### [EXERCISE INSTRUCTIONS]
A – According to the forum thread, what depth of discharge does the rule of thumb allow for LiFePO4 batteries?
B – Quote the forum thread from "We do plan to" to "with the cooling/heating.".

### [DOCUMENT TEXT]

We do plan to use 5 or 6 mini-splits with heat pumps throughout the structure and to build the house using SIPs. We hope that helps with the cooling/heating.

It's good that you're designing your new residence to be as temperature-stable as possible, and given it's new construction, it should be possible to make it very tight, well-insulated, and efficient.

Unless I missed it, you didn't specify how your new home would be heated, i.e., whether you'll have wood or propane. Either way, you did mention you wanted energy use to be as low as possible.

5 years ago it might have seemed an outlandish suggestion for Texas, but with the possibility, if not likelihood that you'll be experiencing more extreme climate conditions going forward, in both summer and winter, have you explored the idea of using hydronic/geothermal HVAC for both heating and cooling? This would be extremely efficient, albeit with higher upfront costs, and is not uncommon in extreme climates such as Australia. Since you'll be sinking wells and have a lot of ground area to work with, which is going to be excavated anyway, it could be worth adding, and be most useful when your temperatures hit their extremes, especially in winter during periods of zero energy generation. It would provide an additional margin of safety, and perhaps change the amount of battery storage you'll require from the get-go.

 

[Doggydogworld]

Does your comment re: equivalent ratings mean 112 kWh for 90kWh LiFePO4 usable

Rule of thumb is you only deplete lead acid 50% to preserve battery life, and 80% for LiFePO4. I don't think it hurts to go near zero once in a while with LiFePO4, but opinions vary.

Also, I'm shocked by the "Not unusual to see ~100 kWh a day" but I know it's been brutal in Texas. This is a must to manage the heat. I just looked up Houston's record this summer with 45 days over 100F and 23 consecutive days. I can see getting a generator for a week or two of days, but 45 days or more days is going to burn a lot of fossil fuel in any given summer in Texas.

### [DATASET ENTRIES]
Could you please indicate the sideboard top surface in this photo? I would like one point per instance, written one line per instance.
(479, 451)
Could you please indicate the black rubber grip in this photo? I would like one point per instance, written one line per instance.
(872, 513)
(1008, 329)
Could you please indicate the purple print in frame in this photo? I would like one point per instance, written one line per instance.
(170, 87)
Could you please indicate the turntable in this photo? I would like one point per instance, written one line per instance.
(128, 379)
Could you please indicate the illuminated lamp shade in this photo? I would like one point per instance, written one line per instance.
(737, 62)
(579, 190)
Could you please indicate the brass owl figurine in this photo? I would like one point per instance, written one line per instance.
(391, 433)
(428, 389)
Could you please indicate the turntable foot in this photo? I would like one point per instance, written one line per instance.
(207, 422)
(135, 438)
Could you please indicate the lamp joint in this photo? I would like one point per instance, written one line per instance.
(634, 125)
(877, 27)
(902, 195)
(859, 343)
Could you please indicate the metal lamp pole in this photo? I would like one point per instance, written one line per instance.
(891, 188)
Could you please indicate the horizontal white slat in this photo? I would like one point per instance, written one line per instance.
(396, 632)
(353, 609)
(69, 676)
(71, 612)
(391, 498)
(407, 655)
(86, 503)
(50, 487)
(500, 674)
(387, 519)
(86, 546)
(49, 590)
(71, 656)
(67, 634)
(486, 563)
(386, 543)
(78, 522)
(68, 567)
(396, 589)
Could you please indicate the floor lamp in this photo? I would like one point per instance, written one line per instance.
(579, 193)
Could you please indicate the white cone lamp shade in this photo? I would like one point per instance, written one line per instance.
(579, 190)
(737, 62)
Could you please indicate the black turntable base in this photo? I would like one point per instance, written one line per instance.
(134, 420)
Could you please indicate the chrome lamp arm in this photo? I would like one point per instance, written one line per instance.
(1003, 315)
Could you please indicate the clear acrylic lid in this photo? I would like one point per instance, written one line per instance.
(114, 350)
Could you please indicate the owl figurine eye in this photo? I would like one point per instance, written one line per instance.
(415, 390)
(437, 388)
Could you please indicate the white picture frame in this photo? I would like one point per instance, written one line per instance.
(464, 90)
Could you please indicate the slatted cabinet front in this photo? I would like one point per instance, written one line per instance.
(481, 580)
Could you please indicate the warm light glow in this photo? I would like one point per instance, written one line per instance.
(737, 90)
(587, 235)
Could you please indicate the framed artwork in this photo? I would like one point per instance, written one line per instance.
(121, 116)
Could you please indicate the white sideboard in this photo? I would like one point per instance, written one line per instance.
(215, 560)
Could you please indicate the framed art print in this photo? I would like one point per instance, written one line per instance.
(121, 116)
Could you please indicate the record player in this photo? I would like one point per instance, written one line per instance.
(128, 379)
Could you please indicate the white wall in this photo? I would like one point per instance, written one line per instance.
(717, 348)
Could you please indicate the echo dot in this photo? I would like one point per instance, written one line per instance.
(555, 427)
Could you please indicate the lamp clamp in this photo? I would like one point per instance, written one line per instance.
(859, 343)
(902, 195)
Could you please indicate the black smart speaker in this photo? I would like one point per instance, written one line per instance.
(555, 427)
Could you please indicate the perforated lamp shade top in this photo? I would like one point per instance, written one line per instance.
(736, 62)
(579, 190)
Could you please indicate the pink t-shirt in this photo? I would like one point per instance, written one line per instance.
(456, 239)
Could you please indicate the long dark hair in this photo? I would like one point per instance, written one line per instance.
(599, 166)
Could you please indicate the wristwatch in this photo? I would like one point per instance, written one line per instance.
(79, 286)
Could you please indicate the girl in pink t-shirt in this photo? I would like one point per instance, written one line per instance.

### [RESULTS OF THE TASKS]
A – 80%

B –
We do plan to use 5 or 6 mini-splits with heat pumps throughout the structure and to build the house using SIPs. We hope that helps with the cooling/heating.